(Data extracts Opens)

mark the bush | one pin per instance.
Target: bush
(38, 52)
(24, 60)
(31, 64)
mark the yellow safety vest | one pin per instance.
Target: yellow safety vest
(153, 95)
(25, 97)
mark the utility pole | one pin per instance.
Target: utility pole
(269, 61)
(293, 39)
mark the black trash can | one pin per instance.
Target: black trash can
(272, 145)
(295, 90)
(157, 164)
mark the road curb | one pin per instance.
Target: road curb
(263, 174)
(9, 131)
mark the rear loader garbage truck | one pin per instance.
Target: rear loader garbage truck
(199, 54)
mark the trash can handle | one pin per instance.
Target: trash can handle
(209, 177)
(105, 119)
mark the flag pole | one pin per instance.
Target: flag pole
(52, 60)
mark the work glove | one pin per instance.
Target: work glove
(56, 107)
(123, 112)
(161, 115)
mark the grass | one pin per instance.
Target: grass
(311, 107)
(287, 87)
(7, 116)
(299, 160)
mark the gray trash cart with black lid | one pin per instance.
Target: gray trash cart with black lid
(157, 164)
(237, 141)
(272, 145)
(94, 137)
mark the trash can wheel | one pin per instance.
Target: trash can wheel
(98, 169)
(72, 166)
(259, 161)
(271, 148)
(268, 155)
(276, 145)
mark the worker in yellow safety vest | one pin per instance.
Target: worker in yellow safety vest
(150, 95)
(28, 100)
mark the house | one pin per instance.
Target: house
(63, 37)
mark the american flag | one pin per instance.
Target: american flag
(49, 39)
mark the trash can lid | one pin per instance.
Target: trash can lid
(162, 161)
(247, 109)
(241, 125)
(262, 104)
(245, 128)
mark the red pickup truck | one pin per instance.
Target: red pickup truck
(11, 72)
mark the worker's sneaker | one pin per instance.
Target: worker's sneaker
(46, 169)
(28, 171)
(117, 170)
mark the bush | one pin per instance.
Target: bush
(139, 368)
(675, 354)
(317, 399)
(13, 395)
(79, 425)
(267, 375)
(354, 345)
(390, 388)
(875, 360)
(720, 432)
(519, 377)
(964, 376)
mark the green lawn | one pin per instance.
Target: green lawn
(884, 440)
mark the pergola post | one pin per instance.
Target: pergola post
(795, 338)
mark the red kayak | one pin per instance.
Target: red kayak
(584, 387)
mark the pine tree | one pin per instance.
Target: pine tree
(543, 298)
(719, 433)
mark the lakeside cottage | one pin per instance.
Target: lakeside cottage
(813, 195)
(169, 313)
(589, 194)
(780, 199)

(Data extracts Closes)

> _Problem statement_
Retype each record. Keep every character as it is.

> _Task output_
mark the bush | one pin per instance.
Target: bush
(38, 52)
(24, 60)
(31, 64)
mark the yellow safety vest | one pin per instance.
Target: yellow safety vest
(153, 95)
(25, 97)
mark the utility pole | one pin per instance.
Target: utility pole
(269, 61)
(293, 39)
mark the black trash can | one pin per instance.
Target: black trash can
(272, 145)
(295, 90)
(157, 164)
mark the road curb | one pin per instance.
Target: road curb
(263, 174)
(9, 131)
mark the rear loader garbage truck | one pin per instance.
Target: rear loader garbage truck
(199, 54)
mark the trash can handle | one pin per instance.
Target: trash can handle
(209, 177)
(105, 119)
mark the flag pole | one pin per instance.
Target: flag pole
(52, 60)
mark the work glove | one pin per instance.
Target: work glove
(56, 107)
(123, 112)
(161, 115)
mark the grass | one pin per instance.
Target: grass
(311, 107)
(287, 87)
(7, 116)
(299, 160)
mark the gray trash cart with black lid | one pin per instance.
Target: gray trash cart with black lid
(157, 164)
(237, 141)
(272, 145)
(94, 137)
mark the trash can wheel | one pin per instance.
Target: trash can wheel
(98, 169)
(72, 166)
(259, 161)
(271, 148)
(268, 155)
(276, 145)
mark the worker in yellow safety vest | one pin per instance.
Target: worker in yellow safety vest
(150, 95)
(28, 100)
mark the house | one pin per instance.
Target: house
(63, 37)
mark the american flag | one pin per instance.
Target: american flag
(49, 39)
mark the trash can lid | one pin per instance.
Target: trash can lid
(162, 161)
(247, 109)
(241, 125)
(262, 104)
(245, 128)
mark the red pickup truck | one pin per instance.
Target: red pickup truck
(11, 72)
mark the worker's sneaker | one pin per instance.
Target: worker's sneaker
(46, 169)
(28, 171)
(117, 170)
mark the bush | one pin per instance.
Target: bush
(139, 368)
(675, 354)
(317, 399)
(13, 395)
(79, 425)
(267, 375)
(354, 345)
(390, 388)
(875, 360)
(720, 432)
(519, 377)
(964, 376)
mark the green lawn | one pin per instance.
Target: green lawn
(884, 440)
mark the pergola post | one pin per instance.
Target: pergola post
(795, 338)
mark the red kayak | one pin per instance.
Target: red kayak
(584, 387)
mark the pine tree | one pin per instance.
Target: pine tree
(543, 298)
(719, 433)
mark the lakeside cottage | one pin per instance.
Target: lakeside cottage
(813, 195)
(169, 313)
(589, 194)
(780, 199)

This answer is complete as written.